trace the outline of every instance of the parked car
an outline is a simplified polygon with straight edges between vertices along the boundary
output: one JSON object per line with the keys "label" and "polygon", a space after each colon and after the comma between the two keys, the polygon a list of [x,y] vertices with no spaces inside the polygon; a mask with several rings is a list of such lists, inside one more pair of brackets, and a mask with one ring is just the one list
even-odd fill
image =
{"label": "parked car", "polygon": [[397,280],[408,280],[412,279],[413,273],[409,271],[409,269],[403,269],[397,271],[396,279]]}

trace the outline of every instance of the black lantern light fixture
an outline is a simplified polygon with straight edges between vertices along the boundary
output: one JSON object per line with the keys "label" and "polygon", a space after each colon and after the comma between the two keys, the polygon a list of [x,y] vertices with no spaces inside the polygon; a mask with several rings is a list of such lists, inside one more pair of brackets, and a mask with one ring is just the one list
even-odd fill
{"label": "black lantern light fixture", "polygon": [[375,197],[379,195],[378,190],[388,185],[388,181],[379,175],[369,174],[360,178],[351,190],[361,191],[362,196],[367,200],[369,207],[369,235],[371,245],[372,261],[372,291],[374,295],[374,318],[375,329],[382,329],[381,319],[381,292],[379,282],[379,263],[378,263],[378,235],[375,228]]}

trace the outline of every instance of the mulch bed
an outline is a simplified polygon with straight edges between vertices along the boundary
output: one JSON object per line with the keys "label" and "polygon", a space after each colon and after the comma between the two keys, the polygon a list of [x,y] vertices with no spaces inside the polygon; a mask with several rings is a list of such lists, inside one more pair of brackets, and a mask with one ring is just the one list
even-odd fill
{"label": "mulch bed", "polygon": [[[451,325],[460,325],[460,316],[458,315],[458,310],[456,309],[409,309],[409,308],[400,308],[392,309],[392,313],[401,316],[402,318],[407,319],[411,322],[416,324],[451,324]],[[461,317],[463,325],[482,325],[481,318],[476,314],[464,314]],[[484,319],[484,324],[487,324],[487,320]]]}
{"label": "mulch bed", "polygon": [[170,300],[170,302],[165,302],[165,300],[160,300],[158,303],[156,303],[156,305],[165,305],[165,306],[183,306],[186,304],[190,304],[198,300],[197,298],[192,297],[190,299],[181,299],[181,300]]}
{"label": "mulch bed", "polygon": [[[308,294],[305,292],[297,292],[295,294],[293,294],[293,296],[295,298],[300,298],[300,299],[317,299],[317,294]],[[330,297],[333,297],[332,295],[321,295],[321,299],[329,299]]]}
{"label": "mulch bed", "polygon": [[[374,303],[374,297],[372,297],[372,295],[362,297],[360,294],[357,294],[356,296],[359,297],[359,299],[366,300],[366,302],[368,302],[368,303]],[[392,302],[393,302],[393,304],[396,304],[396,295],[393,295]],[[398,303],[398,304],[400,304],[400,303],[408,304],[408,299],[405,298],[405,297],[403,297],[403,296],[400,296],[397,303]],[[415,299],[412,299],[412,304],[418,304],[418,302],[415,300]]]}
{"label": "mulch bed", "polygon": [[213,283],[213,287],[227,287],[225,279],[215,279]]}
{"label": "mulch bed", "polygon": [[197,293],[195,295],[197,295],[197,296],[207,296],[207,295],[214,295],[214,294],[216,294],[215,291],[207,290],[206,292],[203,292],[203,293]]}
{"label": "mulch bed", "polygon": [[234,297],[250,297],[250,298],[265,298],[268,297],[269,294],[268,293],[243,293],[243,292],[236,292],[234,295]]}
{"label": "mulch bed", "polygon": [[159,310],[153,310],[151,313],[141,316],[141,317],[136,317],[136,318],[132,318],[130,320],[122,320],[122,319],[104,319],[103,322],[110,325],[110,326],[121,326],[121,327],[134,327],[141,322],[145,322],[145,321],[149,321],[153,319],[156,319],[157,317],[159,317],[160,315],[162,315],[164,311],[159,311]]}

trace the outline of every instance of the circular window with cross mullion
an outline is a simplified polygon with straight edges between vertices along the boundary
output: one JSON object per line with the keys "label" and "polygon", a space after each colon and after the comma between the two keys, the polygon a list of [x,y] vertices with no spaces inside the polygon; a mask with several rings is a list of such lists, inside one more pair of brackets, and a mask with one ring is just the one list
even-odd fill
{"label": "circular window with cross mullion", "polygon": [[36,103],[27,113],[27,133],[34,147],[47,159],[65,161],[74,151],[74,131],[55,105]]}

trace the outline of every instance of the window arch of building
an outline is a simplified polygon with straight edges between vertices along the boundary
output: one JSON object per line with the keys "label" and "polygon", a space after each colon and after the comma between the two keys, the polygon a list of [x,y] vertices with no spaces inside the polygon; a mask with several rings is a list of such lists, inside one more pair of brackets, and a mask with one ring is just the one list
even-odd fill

┄┄┄┄┄┄

▶ Exercise aim
Pull out every line of the items above that contains the word "window", matching case exactly.

▶ Solution for this exercise
trace the outline of every instance of the circular window with cross mullion
{"label": "circular window with cross mullion", "polygon": [[36,103],[27,113],[27,133],[34,147],[47,159],[65,161],[74,151],[74,131],[55,105]]}
trace the outline of every instance of the window arch of building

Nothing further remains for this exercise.